[Exercise description]
Put all of the rows below into a numbered list, skipping any blank lines.

[Entries provided]
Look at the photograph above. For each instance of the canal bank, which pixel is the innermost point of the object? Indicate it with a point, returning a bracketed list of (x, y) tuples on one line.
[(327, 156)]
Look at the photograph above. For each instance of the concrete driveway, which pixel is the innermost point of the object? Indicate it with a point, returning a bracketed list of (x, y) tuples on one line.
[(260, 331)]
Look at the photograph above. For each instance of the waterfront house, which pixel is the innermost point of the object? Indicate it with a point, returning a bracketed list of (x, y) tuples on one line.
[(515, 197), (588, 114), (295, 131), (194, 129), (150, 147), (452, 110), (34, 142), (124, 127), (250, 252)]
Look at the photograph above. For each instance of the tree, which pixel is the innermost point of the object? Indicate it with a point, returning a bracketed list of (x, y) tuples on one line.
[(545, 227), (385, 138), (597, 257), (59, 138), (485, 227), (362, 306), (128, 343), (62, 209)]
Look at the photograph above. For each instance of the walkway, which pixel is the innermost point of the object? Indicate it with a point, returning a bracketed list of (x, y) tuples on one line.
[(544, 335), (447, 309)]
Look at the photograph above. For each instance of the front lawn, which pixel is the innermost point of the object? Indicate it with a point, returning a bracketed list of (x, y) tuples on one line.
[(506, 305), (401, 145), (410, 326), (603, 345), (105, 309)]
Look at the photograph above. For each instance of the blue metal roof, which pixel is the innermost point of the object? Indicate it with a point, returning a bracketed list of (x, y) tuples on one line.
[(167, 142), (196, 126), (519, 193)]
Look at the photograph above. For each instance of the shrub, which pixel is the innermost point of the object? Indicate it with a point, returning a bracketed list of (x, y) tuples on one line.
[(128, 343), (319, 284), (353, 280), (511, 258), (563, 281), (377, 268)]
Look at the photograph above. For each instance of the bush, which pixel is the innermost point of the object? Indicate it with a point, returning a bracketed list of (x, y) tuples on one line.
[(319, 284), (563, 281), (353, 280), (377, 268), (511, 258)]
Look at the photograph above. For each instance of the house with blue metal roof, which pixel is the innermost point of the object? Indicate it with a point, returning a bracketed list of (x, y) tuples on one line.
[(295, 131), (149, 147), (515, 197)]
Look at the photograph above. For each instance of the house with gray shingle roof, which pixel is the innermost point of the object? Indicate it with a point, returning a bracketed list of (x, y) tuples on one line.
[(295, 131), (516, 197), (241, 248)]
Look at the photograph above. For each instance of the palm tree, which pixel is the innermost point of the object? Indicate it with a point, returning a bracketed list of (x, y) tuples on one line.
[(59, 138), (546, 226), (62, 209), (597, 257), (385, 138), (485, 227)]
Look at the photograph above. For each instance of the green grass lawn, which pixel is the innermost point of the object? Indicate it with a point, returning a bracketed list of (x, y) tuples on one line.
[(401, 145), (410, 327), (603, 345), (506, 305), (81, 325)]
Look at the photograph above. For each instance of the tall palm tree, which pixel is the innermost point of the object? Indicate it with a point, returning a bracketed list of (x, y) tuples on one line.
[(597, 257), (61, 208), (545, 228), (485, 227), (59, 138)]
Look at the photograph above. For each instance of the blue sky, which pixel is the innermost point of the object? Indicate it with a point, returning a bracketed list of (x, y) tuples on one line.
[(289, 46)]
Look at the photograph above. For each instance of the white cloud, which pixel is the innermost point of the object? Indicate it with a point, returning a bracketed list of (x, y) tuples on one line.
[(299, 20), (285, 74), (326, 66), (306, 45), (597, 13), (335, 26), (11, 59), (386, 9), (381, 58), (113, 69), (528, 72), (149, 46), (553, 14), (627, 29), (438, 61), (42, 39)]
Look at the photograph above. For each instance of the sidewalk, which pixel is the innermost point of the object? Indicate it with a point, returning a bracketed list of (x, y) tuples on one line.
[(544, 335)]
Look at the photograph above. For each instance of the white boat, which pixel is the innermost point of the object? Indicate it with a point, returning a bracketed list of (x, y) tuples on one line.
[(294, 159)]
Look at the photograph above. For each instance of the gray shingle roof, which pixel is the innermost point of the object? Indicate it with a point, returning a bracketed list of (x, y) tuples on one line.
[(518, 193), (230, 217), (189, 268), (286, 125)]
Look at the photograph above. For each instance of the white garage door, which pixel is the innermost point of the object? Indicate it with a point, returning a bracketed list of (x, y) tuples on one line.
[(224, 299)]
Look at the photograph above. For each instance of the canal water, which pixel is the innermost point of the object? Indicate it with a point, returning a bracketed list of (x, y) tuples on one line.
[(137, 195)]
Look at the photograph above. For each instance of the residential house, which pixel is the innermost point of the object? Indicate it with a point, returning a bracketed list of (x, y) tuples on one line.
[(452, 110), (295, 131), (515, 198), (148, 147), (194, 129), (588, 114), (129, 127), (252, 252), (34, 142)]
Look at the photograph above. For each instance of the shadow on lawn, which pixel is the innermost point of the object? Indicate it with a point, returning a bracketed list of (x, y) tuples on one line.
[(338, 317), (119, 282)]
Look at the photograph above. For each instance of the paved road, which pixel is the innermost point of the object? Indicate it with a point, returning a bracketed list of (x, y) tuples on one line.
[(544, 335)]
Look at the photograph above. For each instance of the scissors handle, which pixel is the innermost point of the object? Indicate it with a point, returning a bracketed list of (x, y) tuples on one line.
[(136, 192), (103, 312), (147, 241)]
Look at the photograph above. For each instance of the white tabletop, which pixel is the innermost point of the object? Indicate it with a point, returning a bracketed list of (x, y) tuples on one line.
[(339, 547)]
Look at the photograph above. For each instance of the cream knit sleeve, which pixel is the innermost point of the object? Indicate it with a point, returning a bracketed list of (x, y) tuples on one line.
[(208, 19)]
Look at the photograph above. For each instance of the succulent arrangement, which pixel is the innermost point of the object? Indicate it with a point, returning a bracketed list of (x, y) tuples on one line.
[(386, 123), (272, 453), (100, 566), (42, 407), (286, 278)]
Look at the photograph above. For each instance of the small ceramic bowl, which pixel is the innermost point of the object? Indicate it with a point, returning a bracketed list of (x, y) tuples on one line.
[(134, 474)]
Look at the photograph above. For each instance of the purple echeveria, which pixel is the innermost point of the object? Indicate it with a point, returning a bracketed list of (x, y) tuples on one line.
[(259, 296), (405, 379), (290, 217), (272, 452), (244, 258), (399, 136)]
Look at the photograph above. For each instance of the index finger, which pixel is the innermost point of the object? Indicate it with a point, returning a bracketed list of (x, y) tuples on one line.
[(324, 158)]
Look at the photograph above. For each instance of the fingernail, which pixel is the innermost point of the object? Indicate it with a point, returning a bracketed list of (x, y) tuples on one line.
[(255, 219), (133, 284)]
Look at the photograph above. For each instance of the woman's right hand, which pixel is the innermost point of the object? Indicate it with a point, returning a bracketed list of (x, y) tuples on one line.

[Written answer]
1. Look at the photograph above. For each instance of the canal bank, which pixel is the innermost point of the object? Indicate it with a point, returning a bracketed list of (x, y) tuples on one line.
2. [(327, 156)]
3. Look at the photograph above. For each instance of the concrete driveway, which pixel is the innermost point of the object? Indicate it with a point, returning a bracketed list of (x, y) tuples on one line.
4. [(260, 331)]
5. Look at the photograph above. For each instance of the waterfront house, which pixel is the innermost point of the object? Indicate it with a point, returning a bracketed list of (x, y) tuples on one line.
6. [(515, 197), (588, 114), (295, 131), (194, 129), (150, 147), (452, 110), (34, 142), (124, 127), (250, 252)]
7. Look at the photograph above. For each instance of the tree, which pixel is the innermost point of the object? Indicate it with a point, returning a bracketed list of (x, y) tuples on one line.
8. [(545, 227), (385, 138), (597, 257), (59, 138), (485, 227), (362, 306), (128, 343), (62, 209)]
9. Look at the photograph above. For each instance of the walkway, which pixel is the innermost point of the object? Indicate it with a point, returning a bracketed list of (x, y) tuples on one line.
10. [(544, 335), (447, 309)]
11. Look at the photograph above. For each instance of the front lawn, which pixel is the innermost point of the object? Indicate it with a point, returning a bracketed list of (x, y) tuples on one line.
12. [(506, 305), (401, 145), (410, 326), (603, 345), (105, 309)]
13. Look at the photograph above. For each instance of the blue metal roof, which pixel is the innermost point of the object? Indicate it with a point, returning a bracketed list of (x, y) tuples on one line.
14. [(167, 142), (196, 126), (519, 193)]
15. Look at the photograph above. For each instance of the shrub, which pixel is the innermost point of the object? Indicate it with a point, returning a bracketed list of (x, y) tuples on one line.
16. [(128, 343), (319, 284), (353, 280), (511, 258), (563, 281), (377, 268)]
17. Look at the photograph above. For each instance of the bush, which pixel is the innermost point of the object? Indicate it with a point, returning a bracketed list of (x, y) tuples on one line.
18. [(319, 284), (563, 281), (353, 280), (377, 268), (511, 258)]
19. Look at the photograph above. For each instance of the house with blue metal roof, which pixel is the innermost point of the object? Indicate it with a point, returning a bracketed list of (x, y) tuples on one line.
20. [(295, 131), (149, 147), (515, 197)]
21. Look at the photograph above. For each instance of the house with gray shingle roof, which pixel is the innermost point of the object? Indicate it with a point, returning a bracketed list of (x, y) tuples on one line.
22. [(295, 131), (516, 197), (241, 248)]
23. Look at the photograph above. For each instance of the palm tree, which pixel is the innermost point of the object? Indicate it with a point, returning a bracketed list of (x, y) tuples on one line.
24. [(59, 138), (546, 226), (62, 209), (597, 257), (385, 138), (485, 227)]
25. Look at the photograph above. For each instance of the green grass lawn, which pixel is the innermost point of the object? Indicate it with a point, returning a bracketed list of (x, y) tuples on one line.
26. [(401, 145), (410, 327), (603, 345), (506, 305), (81, 325)]
27. Look at the photograph above. For each instance of the tall palm tree, which pixel is the innermost point of the object? Indicate it with a point, returning a bracketed list of (x, y) tuples on one line.
28. [(597, 257), (61, 208), (545, 228), (485, 227), (59, 138)]
29. Look at the photograph above. For each instance of the blue sky, which pixel is the innermost point of the object? Indicate it with a point, returning a bracketed list of (x, y) tuples on one line.
30. [(289, 46)]
31. Look at the photograph above. For each instance of the white cloud, which pixel is the innermost point of the object? Indicate it with a point, returning a bracketed list of (x, y) tuples on one line.
32. [(299, 20), (285, 74), (326, 66), (306, 45), (597, 13), (335, 26), (11, 59), (386, 9), (381, 58), (113, 69), (528, 72), (149, 46), (553, 14), (627, 29), (438, 61), (42, 39)]
33. Look at the photograph above. For each instance of the sidewalk, which pixel is the innermost point of the object? Indicate it with a point, returning a bracketed list of (x, y) tuples on one line.
34. [(544, 335)]
35. Look at the photograph above. For each instance of the white boat, which pixel is the innermost point of the object? Indicate it with a point, returning a bracketed list of (x, y) tuples on one line.
36. [(294, 159)]
37. Look at the photograph above. For each instance of the gray shingle roof, which pixel is the innermost point of the object? Indicate it with a point, returning a bracketed list of (x, y) tuples on one line.
38. [(518, 193), (230, 217), (189, 268), (286, 125)]
39. Look at the photograph above. For each instance of the white garage door, which pixel is the innermost point of the object? Indicate it with a point, returning a bracketed list of (x, y) tuples on one line.
40. [(224, 299)]
41. Look at the photograph above. For each instance of the canal water, which pixel is the innermost point of the object? Indicate it with a point, returning a bracketed list of (x, y) tuples on one line.
42. [(137, 195)]
43. Look at the photograph above. For each instance of the residential house, which pixel is the innermost point of the object? Indicate it with a point, returning a bracketed list of (x, y) tuples on one line.
44. [(452, 110), (295, 131), (515, 198), (148, 147), (194, 129), (588, 114), (129, 127), (252, 252), (34, 142)]
45. Look at the photograph above. For each instance of the shadow on lawn, which pixel is the innermost point of the object? Indicate it with a point, returning a bracketed list of (x, y) tuples on one line.
46. [(338, 317), (119, 282)]
47. Look at the photograph above. For each instance of the paved road, which pixel is the innermost point of the object? Indicate it with a point, returning a bracketed list of (x, y) tuples on one line.
48. [(544, 335)]
49. Look at the photograph above. For each instance of the scissors handle, which pixel is the innermost point of the object? Indicate it with a point, returning a bracketed list of (x, y) tuples on one line.
50. [(136, 192), (103, 312), (147, 241)]
51. Look at the photograph above. For each instance of the white tabletop, which pixel is the innermost point of the object? Indicate it with a point, returning a bracketed list of (x, y) tuples on one line.
52. [(339, 547)]
53. Look at the photograph above. For each instance of the cream knit sleeve, which pixel is the innermost point of the object? Indicate it with a point, returning a bracketed list of (x, y) tuples on one line.
54. [(208, 19)]
55. Look at the photograph above. For each instance of the succulent arrangement, which pixel is the innermost point of the object? Indicate it with a point, returning a bracketed list of (x, y) tuples on one line.
56. [(386, 123), (272, 453), (100, 566), (42, 407), (286, 278)]
57. Look at the photograph above. For each instance of the small ceramic bowl, which pixel is the innermost point of the object? Indicate it with a point, returning a bracketed list of (x, y) tuples on one line.
58. [(134, 474)]
59. Look at the photograph above. For each instance of the purple echeveria, which pixel is the innermost point of the object? Indicate it with a point, returning a bracketed list of (x, y) tuples on one line.
60. [(259, 296), (405, 379), (290, 217), (272, 452), (244, 258), (399, 136)]
61. Look at the photograph above. For each instance of the index finger, which pixel is the innermost point of the object? Indicate it with a point, returning a bracketed list of (x, y) tuples on one line.
62. [(324, 158)]
63. Look at the photograph above. For each instance of the fingernail, which pixel is the innermost point of the object? Indicate it with a point, returning a bracketed list of (x, y) tuples on one line.
64. [(255, 219), (133, 284)]
65. Look at the photograph above. For each instance of the woman's right hand, which pixel is the innermost point of the object? Indicate it with a point, returning a bracketed list of (x, y) tuples on one line.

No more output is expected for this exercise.